● REQUIRED WORK
List each line of the data in which the string "rough" appears.

● Collected data entries
....

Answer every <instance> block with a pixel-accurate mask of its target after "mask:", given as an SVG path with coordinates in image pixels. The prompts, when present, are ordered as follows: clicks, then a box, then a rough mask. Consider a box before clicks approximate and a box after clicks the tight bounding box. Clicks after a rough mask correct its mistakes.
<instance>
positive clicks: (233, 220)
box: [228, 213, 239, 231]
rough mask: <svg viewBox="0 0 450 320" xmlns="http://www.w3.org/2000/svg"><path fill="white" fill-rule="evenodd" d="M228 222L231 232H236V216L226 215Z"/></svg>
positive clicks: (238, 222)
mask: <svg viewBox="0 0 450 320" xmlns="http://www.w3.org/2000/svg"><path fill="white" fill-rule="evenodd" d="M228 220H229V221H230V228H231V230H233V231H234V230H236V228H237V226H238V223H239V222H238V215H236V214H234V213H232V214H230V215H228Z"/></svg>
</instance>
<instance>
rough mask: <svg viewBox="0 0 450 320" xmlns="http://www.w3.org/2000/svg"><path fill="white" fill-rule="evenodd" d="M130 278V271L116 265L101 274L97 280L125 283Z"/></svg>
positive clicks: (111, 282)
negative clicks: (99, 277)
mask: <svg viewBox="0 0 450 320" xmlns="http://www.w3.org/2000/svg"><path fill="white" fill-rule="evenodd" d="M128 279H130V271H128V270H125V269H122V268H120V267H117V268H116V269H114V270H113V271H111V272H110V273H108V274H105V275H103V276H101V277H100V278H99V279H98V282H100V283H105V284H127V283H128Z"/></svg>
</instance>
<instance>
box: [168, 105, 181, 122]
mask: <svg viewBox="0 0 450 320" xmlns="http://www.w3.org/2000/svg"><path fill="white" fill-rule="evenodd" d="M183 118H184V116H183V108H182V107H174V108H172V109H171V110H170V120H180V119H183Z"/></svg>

....

● THE COMPLETED TASK
Answer every <instance> block with a pixel-accurate mask of its target after "mask:", given as an SVG path with coordinates in image pixels. The prompts, when present, are ordered as follows: clicks, then a box, then a rough mask. Consider a box before clicks approximate and a box after clicks the tight bounding box. Clicks after a rough mask correct its mistakes.
rough mask: <svg viewBox="0 0 450 320" xmlns="http://www.w3.org/2000/svg"><path fill="white" fill-rule="evenodd" d="M228 222L231 232H236V216L226 215Z"/></svg>
rough mask: <svg viewBox="0 0 450 320" xmlns="http://www.w3.org/2000/svg"><path fill="white" fill-rule="evenodd" d="M130 278V271L116 265L101 274L97 280L125 283Z"/></svg>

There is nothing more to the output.